▶ **Page excerpt**
<<<<

International Laws and Safety
Yes, there are many fun aspects of your upcoming study abroad adventure to day dream and drool over - mornings coupled with espresso in Nice, riding elephants in Chiang Mai, or mastering the tango in Buenos Aires. Other aspects may not be as romantic, such as getting your visa or figuring out what to pack. But one other small, yet highly-recommended-if-not-deemed-necessary aspect of preparation many study abroaders tend to overlook is this: understanding the legal system in your host country.
Being a foreigner and not being informed about the laws of your host country, or even the norms of local behavior, may ultimately increase your odds for becoming a victim of petty crimes. In other cases, you may find you are committing a crime without even realizing it. Judicial systems in other countries can be complicated and intimidating. Do not make the costly mistake of assuming that simply being a foreigner, a student, or an American citizen in another country will excuse your association with any illegal acts. None of these factors make you immune to the laws of your host country. Additionally, it is possible that the penalties for a crime in your host country can be much harsher than a comparable infraction in the US.
According to the U.S. Department of state, if arrested abroad, a citizen must go through the foreign legal process for being charged or indicted, prosecuted, possibly convicted and sentenced, and for any appeals process.
Outside of contacting your family or providing you with contact information for local attorneys, there is limited assistance US embassies and consulates can offer to US nationals who break laws in foreign countries. However, if you do find yourself arrested or in a situation that involves local law enforcement, you do have certain rights as a foreign national citizen.
- Ask to be taken to the closest American consulate or embassy.
- If a visit is refused, demand a telephone call.
- (Regardless if these first two requests are fulfilled or not, your local consular will be informed of the situation, following the Vienna Convention.)
- Do not admit or deny anything, be it formally or informally, orally or written.
- Remain respectful and polite with the officers, follow instructions but insist your consular rights are fulfilled.
Protect your passport while studying abroad!
Hopefully, these tips will only come in handy in extreme cases. Though it may seem difficult, try your best to not break any laws while studying abroad. I can confidently say your life will be a lot easier if you entirely avoid the inevitable headaches associated with foreign law enforcement officers.
The far more likely (though still hopefully rare) situation you may find yourself in is being a victim of crime rather than causing it. While being an international traveler is exciting, the distance from home also gives study abroaders a reason for caution and concern. It is up to you to educate yourself about safety and security so that you can thoroughly enjoy the places you visit. Here are a few recommendations to help ensure your safety while abroad:
- Protect your passport
This is the most valuable document you will carry while you are abroad. Some countries require that you carry your passport at all times as an identity document, while in others it will only be needed when exchanging money or crossing borders. When you must carry your passport, hide it securely on your person. Carelessness may result in a lost or stolen passport, which can be a costly interruption to travel plans.

>>>>

(Object detection entries)
<<<<

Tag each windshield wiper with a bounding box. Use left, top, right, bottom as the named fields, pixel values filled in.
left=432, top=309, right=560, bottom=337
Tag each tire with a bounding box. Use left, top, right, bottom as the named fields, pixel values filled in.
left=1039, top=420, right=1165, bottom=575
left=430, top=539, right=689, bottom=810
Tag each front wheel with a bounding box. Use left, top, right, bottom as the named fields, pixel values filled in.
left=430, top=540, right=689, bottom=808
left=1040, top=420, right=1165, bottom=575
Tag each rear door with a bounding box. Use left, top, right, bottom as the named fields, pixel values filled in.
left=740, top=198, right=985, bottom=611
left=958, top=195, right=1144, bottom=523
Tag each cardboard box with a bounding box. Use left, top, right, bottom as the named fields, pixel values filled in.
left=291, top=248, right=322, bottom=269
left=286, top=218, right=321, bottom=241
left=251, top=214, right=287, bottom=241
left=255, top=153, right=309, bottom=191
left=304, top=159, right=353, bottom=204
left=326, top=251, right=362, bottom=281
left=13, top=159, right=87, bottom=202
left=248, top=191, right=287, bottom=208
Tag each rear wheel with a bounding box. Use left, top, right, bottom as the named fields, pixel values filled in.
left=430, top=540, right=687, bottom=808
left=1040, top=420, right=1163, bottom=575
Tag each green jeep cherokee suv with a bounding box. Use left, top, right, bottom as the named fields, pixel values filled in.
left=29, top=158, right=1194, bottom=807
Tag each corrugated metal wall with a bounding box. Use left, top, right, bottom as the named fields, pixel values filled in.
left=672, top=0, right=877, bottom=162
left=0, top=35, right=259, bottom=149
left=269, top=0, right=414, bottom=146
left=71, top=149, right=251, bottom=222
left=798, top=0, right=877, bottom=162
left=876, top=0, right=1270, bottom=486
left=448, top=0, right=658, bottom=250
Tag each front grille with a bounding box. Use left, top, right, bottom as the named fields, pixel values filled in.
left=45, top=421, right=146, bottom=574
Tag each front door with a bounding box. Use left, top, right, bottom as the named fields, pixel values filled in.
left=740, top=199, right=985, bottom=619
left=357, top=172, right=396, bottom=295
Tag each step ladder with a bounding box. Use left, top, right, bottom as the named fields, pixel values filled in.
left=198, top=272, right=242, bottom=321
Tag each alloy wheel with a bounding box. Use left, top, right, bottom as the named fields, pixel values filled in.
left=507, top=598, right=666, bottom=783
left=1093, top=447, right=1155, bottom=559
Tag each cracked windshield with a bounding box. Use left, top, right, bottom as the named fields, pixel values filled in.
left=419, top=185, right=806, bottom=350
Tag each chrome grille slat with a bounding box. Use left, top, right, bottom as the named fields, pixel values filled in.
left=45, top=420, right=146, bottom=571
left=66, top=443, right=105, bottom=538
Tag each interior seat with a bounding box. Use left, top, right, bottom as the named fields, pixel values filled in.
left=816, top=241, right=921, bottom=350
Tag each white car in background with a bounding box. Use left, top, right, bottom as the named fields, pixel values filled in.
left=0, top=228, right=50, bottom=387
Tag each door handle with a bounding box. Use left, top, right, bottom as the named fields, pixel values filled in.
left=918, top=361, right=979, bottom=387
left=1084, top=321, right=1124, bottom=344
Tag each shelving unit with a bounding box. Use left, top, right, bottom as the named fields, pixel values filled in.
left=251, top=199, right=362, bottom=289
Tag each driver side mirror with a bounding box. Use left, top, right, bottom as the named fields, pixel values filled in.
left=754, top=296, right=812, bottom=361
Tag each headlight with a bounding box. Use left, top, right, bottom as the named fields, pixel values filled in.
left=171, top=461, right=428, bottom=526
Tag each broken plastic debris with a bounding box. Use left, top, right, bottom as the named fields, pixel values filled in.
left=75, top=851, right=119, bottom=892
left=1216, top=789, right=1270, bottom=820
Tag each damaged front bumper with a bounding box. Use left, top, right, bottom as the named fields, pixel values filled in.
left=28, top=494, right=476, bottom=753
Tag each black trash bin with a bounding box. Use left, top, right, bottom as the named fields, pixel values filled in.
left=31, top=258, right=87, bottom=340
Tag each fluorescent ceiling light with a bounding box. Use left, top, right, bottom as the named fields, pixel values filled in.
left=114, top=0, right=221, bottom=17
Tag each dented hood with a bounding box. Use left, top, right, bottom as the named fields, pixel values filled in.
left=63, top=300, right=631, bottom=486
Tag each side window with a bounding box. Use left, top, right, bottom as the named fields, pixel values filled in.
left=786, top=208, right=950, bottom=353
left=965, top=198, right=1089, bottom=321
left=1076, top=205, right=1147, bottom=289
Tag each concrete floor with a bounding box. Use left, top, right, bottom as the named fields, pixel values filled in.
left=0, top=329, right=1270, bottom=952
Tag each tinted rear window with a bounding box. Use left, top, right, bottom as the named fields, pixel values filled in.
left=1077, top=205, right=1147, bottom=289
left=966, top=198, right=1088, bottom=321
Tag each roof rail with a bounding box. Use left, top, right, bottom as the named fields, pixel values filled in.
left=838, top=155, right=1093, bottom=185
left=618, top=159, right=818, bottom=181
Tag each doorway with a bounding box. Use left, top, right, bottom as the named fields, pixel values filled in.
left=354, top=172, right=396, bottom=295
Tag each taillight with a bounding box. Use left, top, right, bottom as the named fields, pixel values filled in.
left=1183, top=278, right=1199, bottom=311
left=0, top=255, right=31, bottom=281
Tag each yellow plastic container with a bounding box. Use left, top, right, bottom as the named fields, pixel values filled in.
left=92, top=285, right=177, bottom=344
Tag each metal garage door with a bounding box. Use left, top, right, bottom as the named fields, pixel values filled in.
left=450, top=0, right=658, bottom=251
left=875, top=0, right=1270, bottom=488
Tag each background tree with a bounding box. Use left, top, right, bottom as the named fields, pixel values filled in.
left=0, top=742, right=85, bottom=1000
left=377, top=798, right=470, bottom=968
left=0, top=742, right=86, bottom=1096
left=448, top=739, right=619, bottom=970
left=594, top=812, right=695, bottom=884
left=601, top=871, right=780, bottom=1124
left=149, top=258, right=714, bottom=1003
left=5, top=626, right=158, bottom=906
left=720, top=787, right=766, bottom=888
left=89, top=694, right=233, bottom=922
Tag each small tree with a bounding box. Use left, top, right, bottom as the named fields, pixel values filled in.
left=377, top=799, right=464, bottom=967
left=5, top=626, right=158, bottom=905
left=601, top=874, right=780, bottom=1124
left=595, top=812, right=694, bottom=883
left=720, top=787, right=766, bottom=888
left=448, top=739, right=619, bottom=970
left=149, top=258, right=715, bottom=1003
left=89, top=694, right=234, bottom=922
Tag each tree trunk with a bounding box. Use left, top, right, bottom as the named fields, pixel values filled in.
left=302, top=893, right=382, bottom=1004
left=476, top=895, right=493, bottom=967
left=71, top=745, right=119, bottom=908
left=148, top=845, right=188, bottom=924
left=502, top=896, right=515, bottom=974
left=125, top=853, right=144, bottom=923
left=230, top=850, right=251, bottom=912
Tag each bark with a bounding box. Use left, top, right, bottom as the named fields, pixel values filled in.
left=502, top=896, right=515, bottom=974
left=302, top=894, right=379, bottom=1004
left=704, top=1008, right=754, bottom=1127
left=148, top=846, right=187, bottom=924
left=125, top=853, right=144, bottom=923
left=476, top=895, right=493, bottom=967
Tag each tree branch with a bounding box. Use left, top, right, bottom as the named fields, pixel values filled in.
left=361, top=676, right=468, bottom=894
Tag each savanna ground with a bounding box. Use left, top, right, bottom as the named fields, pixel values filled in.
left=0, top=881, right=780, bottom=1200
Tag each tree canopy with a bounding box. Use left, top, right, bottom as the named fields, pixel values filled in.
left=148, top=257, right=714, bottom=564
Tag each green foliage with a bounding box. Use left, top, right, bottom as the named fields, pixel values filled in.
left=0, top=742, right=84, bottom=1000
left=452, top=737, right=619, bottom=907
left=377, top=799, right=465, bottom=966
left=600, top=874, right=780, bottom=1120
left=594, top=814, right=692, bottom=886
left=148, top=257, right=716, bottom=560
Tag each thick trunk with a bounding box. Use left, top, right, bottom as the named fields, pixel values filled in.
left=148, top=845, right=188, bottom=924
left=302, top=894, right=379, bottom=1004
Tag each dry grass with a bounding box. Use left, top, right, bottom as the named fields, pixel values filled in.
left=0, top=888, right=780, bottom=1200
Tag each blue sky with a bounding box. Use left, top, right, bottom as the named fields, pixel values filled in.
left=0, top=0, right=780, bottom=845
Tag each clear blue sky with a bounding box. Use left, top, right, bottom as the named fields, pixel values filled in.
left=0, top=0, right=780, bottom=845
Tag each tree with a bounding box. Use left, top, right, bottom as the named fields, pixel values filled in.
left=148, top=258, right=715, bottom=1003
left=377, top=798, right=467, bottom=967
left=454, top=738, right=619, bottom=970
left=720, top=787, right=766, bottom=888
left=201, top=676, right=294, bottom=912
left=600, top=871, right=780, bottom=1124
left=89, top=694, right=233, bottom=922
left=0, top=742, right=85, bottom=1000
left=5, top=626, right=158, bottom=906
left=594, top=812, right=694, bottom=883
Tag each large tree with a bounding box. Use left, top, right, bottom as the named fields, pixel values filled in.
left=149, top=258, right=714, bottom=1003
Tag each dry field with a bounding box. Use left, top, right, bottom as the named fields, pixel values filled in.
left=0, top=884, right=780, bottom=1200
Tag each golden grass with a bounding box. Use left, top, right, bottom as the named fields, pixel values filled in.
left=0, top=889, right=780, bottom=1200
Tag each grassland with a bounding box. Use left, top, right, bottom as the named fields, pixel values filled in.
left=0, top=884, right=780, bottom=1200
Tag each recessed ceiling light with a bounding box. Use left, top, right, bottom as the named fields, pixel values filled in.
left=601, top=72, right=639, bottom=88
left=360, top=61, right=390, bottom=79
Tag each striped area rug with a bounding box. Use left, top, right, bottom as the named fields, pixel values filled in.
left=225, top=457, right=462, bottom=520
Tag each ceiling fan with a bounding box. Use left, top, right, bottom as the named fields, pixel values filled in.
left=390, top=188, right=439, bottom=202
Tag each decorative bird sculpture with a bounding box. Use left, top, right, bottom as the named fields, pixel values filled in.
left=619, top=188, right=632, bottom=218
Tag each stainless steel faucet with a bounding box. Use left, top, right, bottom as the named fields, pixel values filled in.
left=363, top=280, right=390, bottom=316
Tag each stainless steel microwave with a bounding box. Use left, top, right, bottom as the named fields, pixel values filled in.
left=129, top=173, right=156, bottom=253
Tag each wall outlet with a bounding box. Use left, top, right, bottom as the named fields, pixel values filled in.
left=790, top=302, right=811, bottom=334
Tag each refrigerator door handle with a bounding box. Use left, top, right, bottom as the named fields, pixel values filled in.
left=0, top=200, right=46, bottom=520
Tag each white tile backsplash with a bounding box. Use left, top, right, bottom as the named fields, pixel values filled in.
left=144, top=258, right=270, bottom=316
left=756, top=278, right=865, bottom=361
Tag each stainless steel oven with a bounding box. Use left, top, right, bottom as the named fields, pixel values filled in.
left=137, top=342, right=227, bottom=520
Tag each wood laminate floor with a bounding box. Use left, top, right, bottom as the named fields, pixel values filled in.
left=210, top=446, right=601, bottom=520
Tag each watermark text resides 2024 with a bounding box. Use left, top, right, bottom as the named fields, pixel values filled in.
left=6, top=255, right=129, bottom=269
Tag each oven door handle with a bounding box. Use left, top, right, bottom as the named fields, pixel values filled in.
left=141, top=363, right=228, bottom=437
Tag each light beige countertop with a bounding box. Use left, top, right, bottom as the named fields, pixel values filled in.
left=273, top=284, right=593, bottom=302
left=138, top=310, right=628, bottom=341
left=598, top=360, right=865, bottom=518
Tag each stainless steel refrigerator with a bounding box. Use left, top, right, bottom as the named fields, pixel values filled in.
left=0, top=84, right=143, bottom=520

>>>>

▶ **Exercise 1**
From the study abroad safety text, please write out the passage starting at "The far more" and ending at "to travel plans.".
▶ **Exercise 2**
Put the entries starting at the line that contains "Tag each tree branch" and ending at the line that contains "left=361, top=676, right=468, bottom=894" into a two-column CSV with the columns request and answer, one row per request. Quote each field and replace line breaks with spaces.
The entries have no connection to the text about international laws and safety.

▶ **Correct result 1**
The far more likely (though still hopefully rare) situation you may find yourself in is being a victim of crime rather than causing it. While being an international traveler is exciting, the distance from home also gives study abroaders a reason for caution and concern. It is up to you to educate yourself about safety and security so that you can thoroughly enjoy the places you visit. Here are a few recommendations to help ensure your safety while abroad:
- Protect your passport
This is the most valuable document you will carry while you are abroad. Some countries require that you carry your passport at all times as an identity document, while in others it will only be needed when exchanging money or crossing borders. When you must carry your passport, hide it securely on your person. Carelessness may result in a lost or stolen passport, which can be a costly interruption to travel plans.

▶ **Correct result 2**
request,answer
"Tag each tree branch with a bounding box. Use left, top, right, bottom as the named fields, pixel values filled in.","left=361, top=676, right=468, bottom=894"